> What to work on
Identify and copy every line in the entries below that contains the word "each", matching its capitalization exactly.

++++

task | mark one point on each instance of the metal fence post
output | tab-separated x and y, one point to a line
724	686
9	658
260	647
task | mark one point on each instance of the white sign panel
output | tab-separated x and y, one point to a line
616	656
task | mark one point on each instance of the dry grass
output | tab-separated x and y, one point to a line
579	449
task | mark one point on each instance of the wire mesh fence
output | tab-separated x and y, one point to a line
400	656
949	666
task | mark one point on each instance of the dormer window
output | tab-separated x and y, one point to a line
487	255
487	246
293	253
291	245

++++

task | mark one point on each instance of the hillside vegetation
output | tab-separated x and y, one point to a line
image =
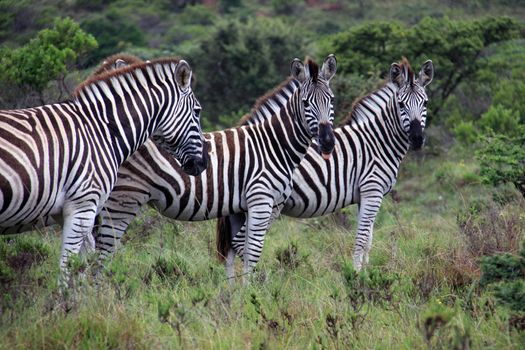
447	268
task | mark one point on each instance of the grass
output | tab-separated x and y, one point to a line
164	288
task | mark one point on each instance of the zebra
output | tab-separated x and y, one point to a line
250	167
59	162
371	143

++++

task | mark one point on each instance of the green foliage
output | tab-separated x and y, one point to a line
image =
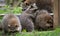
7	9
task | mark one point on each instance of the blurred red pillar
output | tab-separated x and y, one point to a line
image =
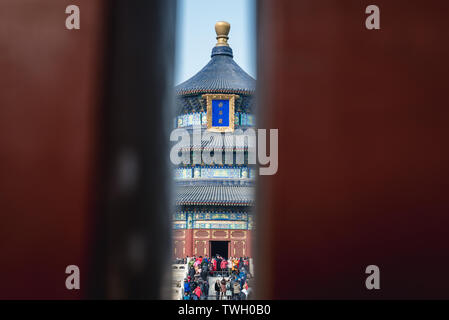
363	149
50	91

++++

> Finished exercise
task | mark one point on each instance of the metal fence post
task | mark one point on each instance of the white sign panel
task | mark one point on each instance of the dry grass
task | mark one point on each instance of the wire mesh fence
task | mark one point on each instance of the dormer window
task | mark one point on each instance of the hillside vegetation
task | mark one point on each instance of the grass
task | mark one point on each instance of the zebra
task | mark one point on each instance of the green foliage
task | mark one point on each instance of the blurred red pillar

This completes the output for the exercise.